§ **Goals**:
A: Answer these questions using the article about the Oatlands memorial:
(i) How old was Veronique Sakr?
(ii) Where did the public unveiling of the sandstone plinths take place?
(iii) According to Bridget Sakr, what would the memorial turn the area into?
B: Pick up the article about the Oatlands memorial after its final sentence and keep writing it.

§ **Excerpted text**:
● ● ● ● ● ● ●

After a hard-fought battle, the Abdallah and Sakr families finally have a permanent monument dedicated to the lives of the “four angels”.

The Abdallah family lost three children: Sienna, 8, Angelina, 12, and Antony, 13, while Veronique Sakr, 11, was also killed in February 2020.

The children died after they were hit by a vehicle while walking on a footpath in the Sydney suburb of Oatlands on their way to get ice cream.

The driver, Samuel William Davidson, was drunk and high on drugs when he lost control of his ute.

On Saturday evening a public unveiling of the sandstone plinths dedicated to the young lives lost and those affected by the Oatlands tragedy four years ago was attended by over 200 people including Prime Minister Anthony Albanese, Premier Chris Minns and former Prime Minister Scott Morrison at the Oatlands Golf Club.

Veronique’s mother Bridget Sakr told 2GB’s Ben Fordham the memorial would transform the area into a “place of hope”.

“It’s now a place where people can come and honour the children.

“People who have gone through pain themselves can come there and be reminded there is hope after a tragedy like this,” Ms Sakr said.

Father Danny Abdallah thanked his wife — pregnant for the second time since her older children were killed — for being “a pillar of strength” at the emotional ceremony, The Daily Telegraph reported.

“I remember coming here the day after the tragedy and the days ahead every morning at sunrise, I was a broken man in tears asking God ‘why’,” Mr Abdallah said.

“And then a family member came to me and said ‘Danny stop asking why and start asking how’.”

● ● ● ● ● ● ●

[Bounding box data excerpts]

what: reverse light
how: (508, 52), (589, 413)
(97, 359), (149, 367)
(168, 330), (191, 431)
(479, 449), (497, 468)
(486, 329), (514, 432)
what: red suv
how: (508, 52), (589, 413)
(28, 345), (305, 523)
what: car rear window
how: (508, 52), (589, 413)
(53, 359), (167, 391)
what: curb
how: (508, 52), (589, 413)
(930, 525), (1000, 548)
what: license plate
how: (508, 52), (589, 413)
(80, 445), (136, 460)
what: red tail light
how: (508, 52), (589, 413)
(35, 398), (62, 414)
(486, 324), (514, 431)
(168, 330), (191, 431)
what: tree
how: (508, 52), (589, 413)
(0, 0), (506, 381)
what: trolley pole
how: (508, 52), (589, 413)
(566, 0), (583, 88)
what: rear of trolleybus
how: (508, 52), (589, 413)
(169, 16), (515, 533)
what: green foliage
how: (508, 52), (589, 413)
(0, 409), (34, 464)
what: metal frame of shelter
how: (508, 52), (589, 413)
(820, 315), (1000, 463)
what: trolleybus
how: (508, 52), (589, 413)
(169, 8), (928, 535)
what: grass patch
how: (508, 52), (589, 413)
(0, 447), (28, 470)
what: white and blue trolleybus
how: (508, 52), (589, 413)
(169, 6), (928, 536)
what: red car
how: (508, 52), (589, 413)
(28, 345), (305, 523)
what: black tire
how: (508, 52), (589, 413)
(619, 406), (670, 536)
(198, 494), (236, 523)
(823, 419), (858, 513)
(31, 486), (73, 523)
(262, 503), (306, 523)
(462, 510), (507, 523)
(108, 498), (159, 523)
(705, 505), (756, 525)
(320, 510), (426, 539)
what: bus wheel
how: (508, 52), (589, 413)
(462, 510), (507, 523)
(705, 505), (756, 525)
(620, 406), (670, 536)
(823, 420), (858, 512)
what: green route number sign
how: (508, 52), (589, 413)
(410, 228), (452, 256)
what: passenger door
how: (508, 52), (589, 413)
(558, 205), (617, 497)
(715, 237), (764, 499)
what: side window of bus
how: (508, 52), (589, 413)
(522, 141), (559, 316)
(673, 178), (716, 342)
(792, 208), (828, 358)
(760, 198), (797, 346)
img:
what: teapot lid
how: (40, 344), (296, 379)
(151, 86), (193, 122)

● ● ● ● ● ● ●

§ **Responses to the exercise**:
A:
(i) 11
(ii) At the Oatlands Golf Club
(iii) A "place of hope"

B:
Mr Morrison, who had become a close friend of the families following the accident, talked about their shared faith and the families’ forgiveness and said the new memorial had made the place more than “just a place of grief”.

“The mountain of grief, the mountain of tragedy, the mountain of tears, the mountain of questions and anxiety and the mountain of fear,” Mr Morrison said.

“Through their faith they found a way to find forgiveness and cast that mountain into the sea.”

The Abdallahs have publicly forgiven the driver of the ute, with Mr Abdallah telling The Daily Telegraph he regularly speaks to Samuel William Davidson over the phone.

Davidson always asked how Mr Abdallah and his children are faring.

“I know we can’t change the past but I needed him to know who I was and tell him the hurt that he had caused and why I forgave him,” Mr Abdallah said.

Davidson revealed he had converted to Maronite Catholic, the same religion the Abdallah and Sakr families follow.

After years of struggling to get approval for the memorial, 80 per cent of the Oatlands Golf Club board approved the monument last year.

Since their children’s death both families have championed causes related to the incident.

The Abdallahs began the annual i4give Day, while Ms Sakr formed Heartfelt Charity, opened a cafe in honour of the children and her husband lobbies for road safety legislation through the Road Trauma Support Group.

“We’ve all taken something and tried to get a greater good for this,’’ Ms Sakr told The Daily Telegraph.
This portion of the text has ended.